**What the task requires**
Write the next part of the text on the science of positive engagement at work. Begin right after its final sentence about engagement masters.

**Text excerpt**
━━━━━━━━━━━━━━━━━━━━
The Science of Positive Engagement

Do you believe that your behavior matters at work? Why would you work eight hours on a project if you thought that you would receive no benefit for your behavior? When challenged, do outside events control your success rates at work?

The third pillar of the Success Scale is positive engagement.

Our brain is designed to use its resources effectively. When our brain believes that our actions will not result in the outcomes we want at work, our brain provides lower energy and engagement with those tasks. Our brain shuts down to save energy for more important and efficient tasks. The problem comes when our brain starts to shut down performance at work.

The key to using our brain’s resources effectively is to train our brain to recognize that our behavior at work matters.

Thus, the final survey assesses how confident you are that you can control your outcomes at work.

What Does Your Score Mean?

  • FATALISTS, 11 or below: People who score 11 or below are “fatalists.” They frequently burnout and are, on average, 15X more likely to burnout than workers who feel more in control at work. It is rare for helpless workers to be highly engaged at work, to voluntarily make-up work for a colleague, and to get along with supervisors.
  • DOUBTERS, 12: People who score 12 are “doubters.” They are LESS likely to burnout than helpless workers but far MORE likely to burnout than others. Uncertain workers are rarely engaged, rarely make-up work for colleagues on a voluntary basis, and rarely get along with supervisors.
  • ENGAGEMENT PURSUERS, 13-14: People who score 13-14 are “engagement pursuers.” Compared to helpless and uncertain workers, engagement pursuers are FAR LESS likely to burnout, 3X more likely to be highly engaged, and FAR MORE likely to voluntarily make-up work for colleagues. Engagement pursuers get along well with co-workers and extremely well with supervisors.
  • ENGAGEMENT MASTERS, 14 and above: People who score above 14 are “engagement masters.” They are 15X LESS likely to burnout than helpless workers and 6X MORE likely to be highly engaged with their work. Like engagement pursuers, they are far more likely to voluntarily make-up work for colleagues than are uncertain or helpless workers. They are 200% as likely as all others to perform their assigned duties well, 3X more likely than all others to be satisfied with their jobs, and 3X more likely than all others to contribute to the company. Even with all this success, two-thirds of engagement masters get along “extremely well” with co-workers and supervisors.
━━━━━━━━━━━━━━━━━━━━
**Entries provided**
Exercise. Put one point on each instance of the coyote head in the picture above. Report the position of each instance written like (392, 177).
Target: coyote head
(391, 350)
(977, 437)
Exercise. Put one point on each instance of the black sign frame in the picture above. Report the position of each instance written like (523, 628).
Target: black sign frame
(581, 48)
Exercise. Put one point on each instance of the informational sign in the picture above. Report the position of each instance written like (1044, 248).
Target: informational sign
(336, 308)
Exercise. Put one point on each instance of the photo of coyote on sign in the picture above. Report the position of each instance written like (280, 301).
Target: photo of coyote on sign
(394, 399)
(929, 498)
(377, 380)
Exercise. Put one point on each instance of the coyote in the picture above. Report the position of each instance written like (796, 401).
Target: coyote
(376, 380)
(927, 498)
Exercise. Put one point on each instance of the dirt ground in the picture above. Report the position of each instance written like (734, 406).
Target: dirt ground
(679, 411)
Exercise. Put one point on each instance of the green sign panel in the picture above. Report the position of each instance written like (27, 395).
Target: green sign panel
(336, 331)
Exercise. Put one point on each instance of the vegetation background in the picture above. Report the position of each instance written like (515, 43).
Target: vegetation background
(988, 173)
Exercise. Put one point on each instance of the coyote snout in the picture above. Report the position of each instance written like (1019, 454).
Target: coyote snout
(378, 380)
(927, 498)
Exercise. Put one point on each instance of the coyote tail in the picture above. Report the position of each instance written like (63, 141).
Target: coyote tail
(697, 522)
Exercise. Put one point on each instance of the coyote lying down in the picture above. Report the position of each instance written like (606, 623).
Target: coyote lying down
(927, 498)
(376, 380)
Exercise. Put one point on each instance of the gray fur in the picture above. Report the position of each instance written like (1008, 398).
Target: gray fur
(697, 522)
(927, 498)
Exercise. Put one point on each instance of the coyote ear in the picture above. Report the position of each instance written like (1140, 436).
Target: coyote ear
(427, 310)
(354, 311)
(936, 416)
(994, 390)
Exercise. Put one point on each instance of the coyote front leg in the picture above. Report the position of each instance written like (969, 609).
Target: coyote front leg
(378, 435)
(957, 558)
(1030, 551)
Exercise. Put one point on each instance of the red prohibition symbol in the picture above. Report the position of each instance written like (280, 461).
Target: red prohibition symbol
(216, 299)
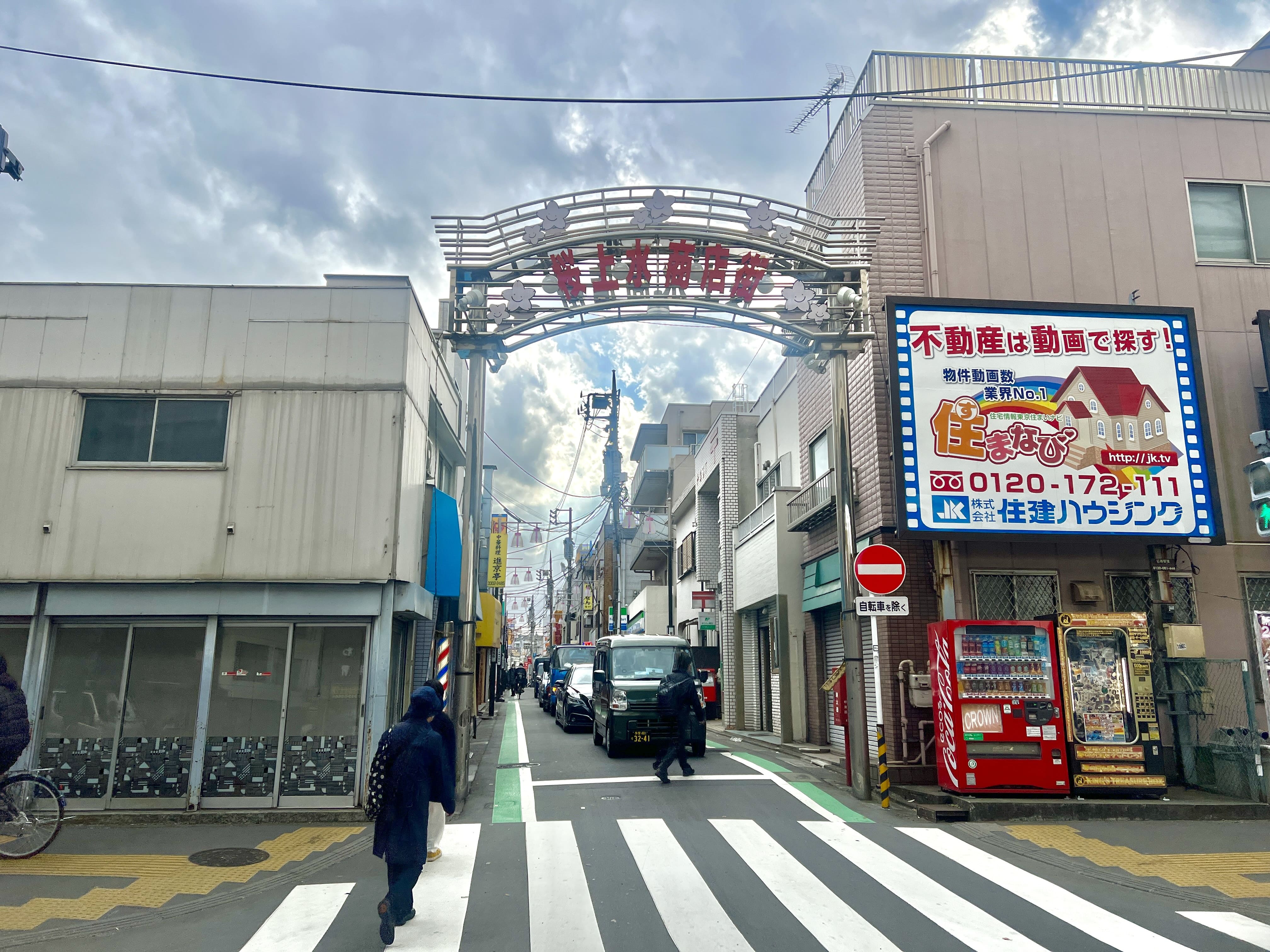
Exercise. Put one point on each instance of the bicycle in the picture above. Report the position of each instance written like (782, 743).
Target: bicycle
(32, 812)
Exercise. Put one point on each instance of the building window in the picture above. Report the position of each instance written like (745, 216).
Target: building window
(1231, 221)
(1015, 596)
(1132, 593)
(154, 431)
(818, 456)
(686, 558)
(770, 482)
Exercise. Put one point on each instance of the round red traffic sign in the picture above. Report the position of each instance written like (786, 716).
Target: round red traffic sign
(879, 569)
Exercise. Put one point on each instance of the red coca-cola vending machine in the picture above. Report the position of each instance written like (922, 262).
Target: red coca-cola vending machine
(999, 725)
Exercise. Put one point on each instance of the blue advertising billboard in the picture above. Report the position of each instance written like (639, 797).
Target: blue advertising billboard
(1043, 419)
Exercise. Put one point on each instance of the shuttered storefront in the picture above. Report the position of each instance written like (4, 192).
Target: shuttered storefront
(830, 625)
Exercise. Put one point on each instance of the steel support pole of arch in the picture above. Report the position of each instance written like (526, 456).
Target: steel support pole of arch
(858, 727)
(463, 655)
(206, 676)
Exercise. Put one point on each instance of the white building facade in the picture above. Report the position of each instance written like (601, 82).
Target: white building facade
(223, 506)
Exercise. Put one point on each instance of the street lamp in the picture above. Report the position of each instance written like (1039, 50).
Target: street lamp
(8, 161)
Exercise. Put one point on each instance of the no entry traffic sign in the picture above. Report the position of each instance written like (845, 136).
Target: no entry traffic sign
(879, 569)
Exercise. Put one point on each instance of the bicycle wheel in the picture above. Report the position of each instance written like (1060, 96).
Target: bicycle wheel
(31, 815)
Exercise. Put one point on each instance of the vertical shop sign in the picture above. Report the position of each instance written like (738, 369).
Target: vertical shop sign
(1051, 421)
(1263, 620)
(498, 551)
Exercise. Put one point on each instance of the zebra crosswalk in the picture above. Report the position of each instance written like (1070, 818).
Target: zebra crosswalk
(731, 885)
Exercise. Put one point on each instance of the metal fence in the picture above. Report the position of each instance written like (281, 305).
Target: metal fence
(1211, 705)
(1009, 596)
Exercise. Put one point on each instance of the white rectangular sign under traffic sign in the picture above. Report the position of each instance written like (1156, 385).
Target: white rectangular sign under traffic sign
(891, 605)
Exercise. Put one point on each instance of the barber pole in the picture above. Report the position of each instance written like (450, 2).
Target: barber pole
(444, 671)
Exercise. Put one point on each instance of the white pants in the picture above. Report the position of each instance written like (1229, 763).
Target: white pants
(436, 824)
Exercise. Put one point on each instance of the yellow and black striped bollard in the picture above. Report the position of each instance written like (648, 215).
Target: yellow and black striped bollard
(883, 780)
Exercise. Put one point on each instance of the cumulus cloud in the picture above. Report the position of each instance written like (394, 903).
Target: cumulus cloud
(136, 177)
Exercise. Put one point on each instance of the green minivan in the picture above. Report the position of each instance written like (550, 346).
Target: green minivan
(628, 671)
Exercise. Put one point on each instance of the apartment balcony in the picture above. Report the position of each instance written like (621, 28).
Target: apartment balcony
(653, 475)
(652, 549)
(813, 507)
(1042, 83)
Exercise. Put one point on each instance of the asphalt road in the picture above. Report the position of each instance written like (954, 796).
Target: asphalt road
(582, 852)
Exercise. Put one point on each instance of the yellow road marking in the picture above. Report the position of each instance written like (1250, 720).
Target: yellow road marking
(157, 879)
(1225, 873)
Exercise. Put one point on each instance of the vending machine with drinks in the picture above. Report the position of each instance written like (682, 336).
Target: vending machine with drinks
━━━━━━━━━━━━━━━━━━━━
**Solved problem**
The Importance of Positive Engagement

In our research, we have found that when the economy is down, when the stock market plummets, when there is restructuring at work, our brain is tempted to believe that our behavior does not matter any more. Which to some extent is true. Unless you are a complete narcissist, you know your behavior will not alter the global economy. But the problem comes when our brains “overlearn” this—our brains can start to think that NONE of our behavior matters.

In the midst of the economic crisis, Michelle Gielan, at the time an anchor of two national newscasts at CBS News, could see the brutal effect the financial crisis was having on viewers. She produced “Happy Week,” during which she interviewed positive psychologists who shared research on mindset and habit changes people could make to foster greater happiness in the midst of challenging times. Viewers flooded CBS with positive emails on how they changed their behavior and that had not only made them feel more financial peace, but at times also spurred positive behaviors that saved homes, rebuilt savings, and reconnected families who had been fighting over money.

It does not take a crisis to connect positive engagement to success rates. This metric that you just took helps assess how much your brain believes that you can influence the outcomes at work. You might be thinking to yourself: yes, but IN REALITY, I cannot control all the outcomes at work. No one can, not even an Engagement Master. The important part is how much you focus your brain on the activities you CAN control. As a result, instead of constantly scanning for disempowering facets of work, Engagement Masters scan their work for every way that they could leverage their behavior to get the outcome they desire in the midst of the normal challenges at work.